What's annotation, anyway?

An annotation is composed of a special set of XML tags that, when combined with an HTML source file, dictate which parts of the HTML document should be clipped. You can put all of your annotations for a particular document in a separate annotation file called an annotator (referred to as external annotation) or you can embed annotations directly in the HTML file itself as comments (referred to as internal annotation). For most of the examples in this article, we'll be using the syntax for external annotation, though later we also include an internal example.

Annotation vs. text clipping

While annotation can handle most common clipping tasks, it may not always provide the capability or flexibility you require. With annotation the changes you can make to the DOM are limited by the capabilities provided by the annotation language. This is where text clipping comes in. Text clipping is more powerful than clipping with annotation, because you have the capability to make unlimited changes to the document. With text clipping you use the org.w3c.dom Java bindings (see Resources) to manipulate the DOM or work with the text (String) form of the document. If you wanted to, you could replace every element in the DOM. However, a text clipper is not limited to the DOM alone; you can extend the reach of the clipper so that you could modify the HTTP header on a request, for example, or you could specify that the response not be cached.

As you might expect, the added flexibility of a text clipper is not without tradeoffs. Because text clippers are written in Java, some programming experience is required, along with an understanding of how to create and use subclasses. Basic knowledge of how Transcoding Publisher handles requests is also necessary, and you'll need to be familiar with the way Transcoding Publisher manages text clippers and other transcoders. Finally, to make your text clipper available to others, you'll need to know how to package the text clipper files in a Java Archive (JAR) or ZIP file.

If you need more flexibility in modifying a document than annotation affords, a text clipper is worth considering, particularly if your clipping task is only one part of a larger, integrated process. There may even be times when you'll want to use annotation and a text clipper together to leverage their respective strengths.

How does it work?

Before we get into the annotation language itself, there are a few things about how Transcoding Publisher processes the annotations that you need to know. When Transcoding Publisher receives an HTML document for clipping, the first thing it does is generate an HTML DOM of the document. The DOM defines the logical structure of the document, representing the document in a hierarchical structure of related nodes. The annotator contains XPath statements that identify the nodes in the HTML DOM that are to be manipulated. When processing an annotator, Transcoding Publisher goes through the DOM and applies the annotations by deleting, adding, and changing nodes as required. When it's finished making its changes, Transcoding Publisher sends the clipped document to the requesting device, either in HTML format or in any other format supported by Transcoding Publisher, such as the Wireless Markup Language (WML) format used by Wireless Application Protocol (WAP) devices.

▸ GIVEN INFORMATION:
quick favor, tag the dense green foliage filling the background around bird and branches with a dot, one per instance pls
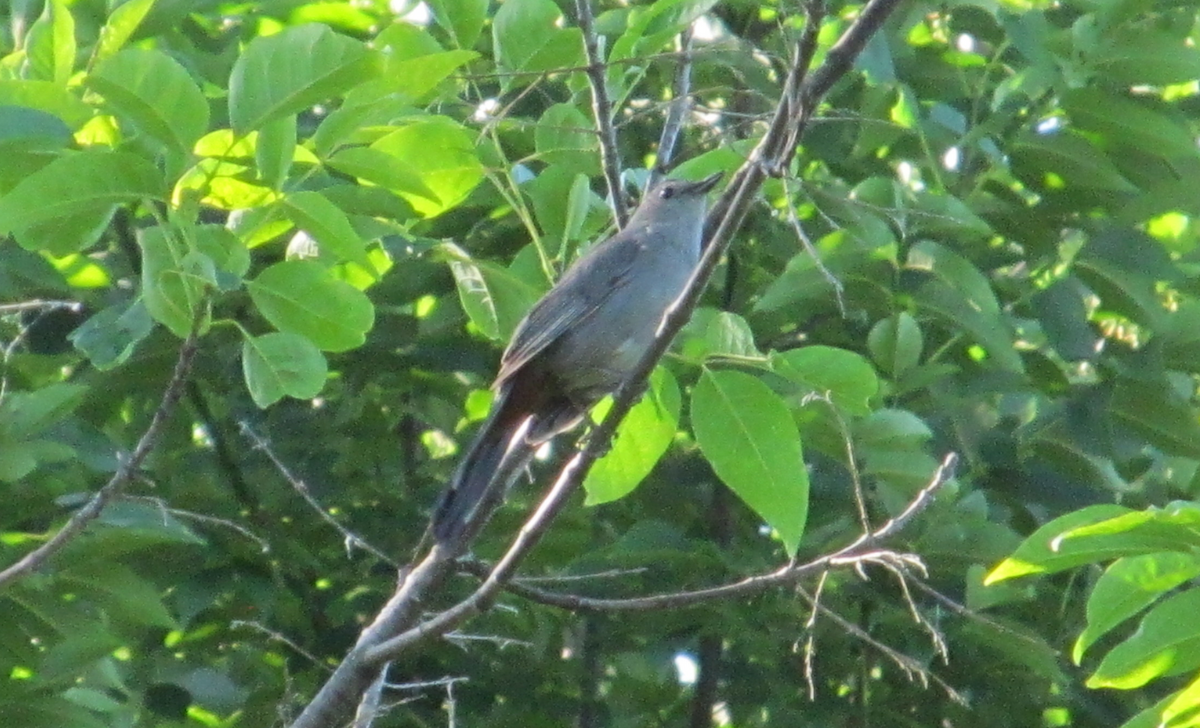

▸ WHAT THE TASK ASKS:
Reproduce the passage of the annotation excerpt from "If you need" up to and including "does it work?".

▸ ANSWER BOX:
If you need more flexibility in modifying a document than annotation affords, a text clipper is worth considering, particularly if your clipping task is only one part of a larger, integrated process. There may even be times when you'll want to use annotation and a text clipper together to leverage their respective strengths.

How does it work?